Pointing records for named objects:
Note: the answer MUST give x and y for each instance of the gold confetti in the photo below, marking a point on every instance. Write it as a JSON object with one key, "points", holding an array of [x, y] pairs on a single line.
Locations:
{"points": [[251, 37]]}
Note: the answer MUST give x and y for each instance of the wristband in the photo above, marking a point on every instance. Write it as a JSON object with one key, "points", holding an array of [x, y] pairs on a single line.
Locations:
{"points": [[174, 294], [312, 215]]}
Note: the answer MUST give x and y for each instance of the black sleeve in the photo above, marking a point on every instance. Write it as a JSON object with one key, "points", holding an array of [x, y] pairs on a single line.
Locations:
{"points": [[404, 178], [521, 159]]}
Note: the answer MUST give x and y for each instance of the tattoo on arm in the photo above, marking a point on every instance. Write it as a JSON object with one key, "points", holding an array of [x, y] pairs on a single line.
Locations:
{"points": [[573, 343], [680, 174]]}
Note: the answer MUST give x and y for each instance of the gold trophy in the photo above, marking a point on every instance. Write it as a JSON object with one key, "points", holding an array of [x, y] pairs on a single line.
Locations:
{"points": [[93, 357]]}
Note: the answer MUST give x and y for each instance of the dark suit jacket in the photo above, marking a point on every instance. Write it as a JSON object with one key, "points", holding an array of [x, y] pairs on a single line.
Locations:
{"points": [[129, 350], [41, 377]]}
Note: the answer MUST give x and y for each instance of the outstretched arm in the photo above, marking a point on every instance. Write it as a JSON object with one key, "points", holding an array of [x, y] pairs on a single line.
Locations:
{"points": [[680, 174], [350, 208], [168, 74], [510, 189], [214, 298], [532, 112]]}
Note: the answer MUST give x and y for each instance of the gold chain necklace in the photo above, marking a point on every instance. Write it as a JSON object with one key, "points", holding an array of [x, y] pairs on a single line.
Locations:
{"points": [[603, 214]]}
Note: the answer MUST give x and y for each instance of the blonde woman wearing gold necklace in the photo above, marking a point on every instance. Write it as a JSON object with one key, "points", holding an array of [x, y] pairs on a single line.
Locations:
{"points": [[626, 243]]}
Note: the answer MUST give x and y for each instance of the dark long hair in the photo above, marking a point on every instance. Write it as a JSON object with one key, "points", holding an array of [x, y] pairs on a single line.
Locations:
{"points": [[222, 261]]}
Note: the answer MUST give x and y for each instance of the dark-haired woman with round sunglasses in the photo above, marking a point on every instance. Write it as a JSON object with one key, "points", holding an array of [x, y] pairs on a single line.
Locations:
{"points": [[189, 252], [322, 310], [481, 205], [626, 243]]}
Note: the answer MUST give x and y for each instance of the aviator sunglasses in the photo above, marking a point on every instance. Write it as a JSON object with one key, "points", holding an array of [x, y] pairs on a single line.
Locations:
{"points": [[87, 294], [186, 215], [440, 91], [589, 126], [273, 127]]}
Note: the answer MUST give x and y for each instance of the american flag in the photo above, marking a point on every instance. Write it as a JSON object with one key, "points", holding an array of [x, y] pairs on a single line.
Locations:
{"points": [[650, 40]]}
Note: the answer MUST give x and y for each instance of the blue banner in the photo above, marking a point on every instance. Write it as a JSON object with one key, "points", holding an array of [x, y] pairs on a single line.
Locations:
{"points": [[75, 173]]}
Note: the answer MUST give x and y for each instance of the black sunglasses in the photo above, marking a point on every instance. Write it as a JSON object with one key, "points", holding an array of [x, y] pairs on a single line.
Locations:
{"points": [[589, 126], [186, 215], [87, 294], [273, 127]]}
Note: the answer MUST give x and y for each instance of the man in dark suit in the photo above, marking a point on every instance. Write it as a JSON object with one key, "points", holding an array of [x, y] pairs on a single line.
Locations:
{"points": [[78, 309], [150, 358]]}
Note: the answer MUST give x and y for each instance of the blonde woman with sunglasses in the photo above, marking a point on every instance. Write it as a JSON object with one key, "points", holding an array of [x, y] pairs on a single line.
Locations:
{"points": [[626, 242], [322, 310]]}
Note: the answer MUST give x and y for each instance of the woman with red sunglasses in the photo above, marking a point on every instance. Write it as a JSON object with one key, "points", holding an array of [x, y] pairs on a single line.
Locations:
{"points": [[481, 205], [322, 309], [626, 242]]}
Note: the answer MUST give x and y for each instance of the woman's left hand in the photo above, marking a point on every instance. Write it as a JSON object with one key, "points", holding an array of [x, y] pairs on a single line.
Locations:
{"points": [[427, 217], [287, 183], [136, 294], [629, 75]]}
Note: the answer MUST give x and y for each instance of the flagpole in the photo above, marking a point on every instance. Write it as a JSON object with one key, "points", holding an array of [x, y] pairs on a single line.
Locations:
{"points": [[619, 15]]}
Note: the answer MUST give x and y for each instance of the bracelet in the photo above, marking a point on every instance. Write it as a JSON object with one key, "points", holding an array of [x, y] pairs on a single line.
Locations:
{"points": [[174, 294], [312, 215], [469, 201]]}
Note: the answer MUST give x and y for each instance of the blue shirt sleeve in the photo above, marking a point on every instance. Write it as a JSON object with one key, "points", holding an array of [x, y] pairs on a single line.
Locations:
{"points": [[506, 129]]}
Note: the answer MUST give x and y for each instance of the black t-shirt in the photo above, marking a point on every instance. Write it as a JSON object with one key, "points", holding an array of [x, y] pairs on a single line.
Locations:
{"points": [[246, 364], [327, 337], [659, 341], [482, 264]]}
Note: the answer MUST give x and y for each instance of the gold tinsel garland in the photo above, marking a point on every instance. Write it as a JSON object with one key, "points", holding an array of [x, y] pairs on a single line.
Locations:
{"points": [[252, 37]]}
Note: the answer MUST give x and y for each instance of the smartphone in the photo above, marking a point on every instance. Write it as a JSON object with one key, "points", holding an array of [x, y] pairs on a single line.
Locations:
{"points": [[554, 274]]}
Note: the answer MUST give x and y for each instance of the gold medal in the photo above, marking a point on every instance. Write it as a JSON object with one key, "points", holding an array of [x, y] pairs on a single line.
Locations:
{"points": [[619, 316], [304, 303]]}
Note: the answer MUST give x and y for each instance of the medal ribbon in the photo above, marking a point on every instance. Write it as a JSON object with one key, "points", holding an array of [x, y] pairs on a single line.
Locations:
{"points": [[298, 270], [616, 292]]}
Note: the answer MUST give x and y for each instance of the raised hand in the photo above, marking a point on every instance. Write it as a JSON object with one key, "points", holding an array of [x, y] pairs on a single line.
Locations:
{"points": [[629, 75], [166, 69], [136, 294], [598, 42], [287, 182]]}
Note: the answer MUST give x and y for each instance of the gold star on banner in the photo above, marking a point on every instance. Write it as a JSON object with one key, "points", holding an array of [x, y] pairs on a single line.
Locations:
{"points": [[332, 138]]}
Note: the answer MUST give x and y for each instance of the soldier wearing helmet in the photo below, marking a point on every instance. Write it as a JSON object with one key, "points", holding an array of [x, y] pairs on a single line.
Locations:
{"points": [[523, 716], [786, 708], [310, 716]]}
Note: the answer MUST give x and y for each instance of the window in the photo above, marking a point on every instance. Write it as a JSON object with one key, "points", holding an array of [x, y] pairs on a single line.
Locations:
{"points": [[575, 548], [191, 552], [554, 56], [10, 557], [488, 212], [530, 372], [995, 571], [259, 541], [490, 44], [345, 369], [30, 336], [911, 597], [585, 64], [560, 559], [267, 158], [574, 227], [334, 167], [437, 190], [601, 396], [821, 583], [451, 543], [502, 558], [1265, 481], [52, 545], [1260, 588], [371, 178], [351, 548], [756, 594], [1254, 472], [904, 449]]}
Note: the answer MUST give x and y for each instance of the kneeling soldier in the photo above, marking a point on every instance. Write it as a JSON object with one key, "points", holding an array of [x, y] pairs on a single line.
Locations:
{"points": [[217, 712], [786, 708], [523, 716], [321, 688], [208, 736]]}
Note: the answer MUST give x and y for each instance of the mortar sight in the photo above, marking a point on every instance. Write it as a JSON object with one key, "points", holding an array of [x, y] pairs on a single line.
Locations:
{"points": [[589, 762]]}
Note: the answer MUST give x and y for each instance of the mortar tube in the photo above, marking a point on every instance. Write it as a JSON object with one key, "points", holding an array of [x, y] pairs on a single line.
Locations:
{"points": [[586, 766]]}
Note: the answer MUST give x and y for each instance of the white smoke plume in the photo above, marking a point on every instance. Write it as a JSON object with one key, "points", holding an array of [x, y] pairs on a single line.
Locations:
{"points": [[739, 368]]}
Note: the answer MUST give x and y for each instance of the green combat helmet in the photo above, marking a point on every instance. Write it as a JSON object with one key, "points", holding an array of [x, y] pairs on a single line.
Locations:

WHAT YOU WILL DO: Reproduce the listing word for word, from the line containing "the mortar tube" through the final line of the listing, with both of those lines included.

RESPONSE:
Note: the answer MUST give x and y for each instance of the mortar tube in the photo above, marking a point on every instance. Write it as a JSON object with one key, "points", holding an array of [x, y] pairs on a single line.
Locations:
{"points": [[586, 766]]}
Note: the answer MUST give x and y for each instance of the white smoke plume in the photo above, marking a point on every instance. Write it as a JSON object with one key, "points", holding an array of [x, y] pairs on a single line.
Locations:
{"points": [[739, 368]]}
Note: the answer MUST give x and y for each instance of the green combat helmet in the photo above, marking a point on every instance. Write it as a JSON object with one key, "points", holding an array of [x, y] pairs on a single line.
Locations:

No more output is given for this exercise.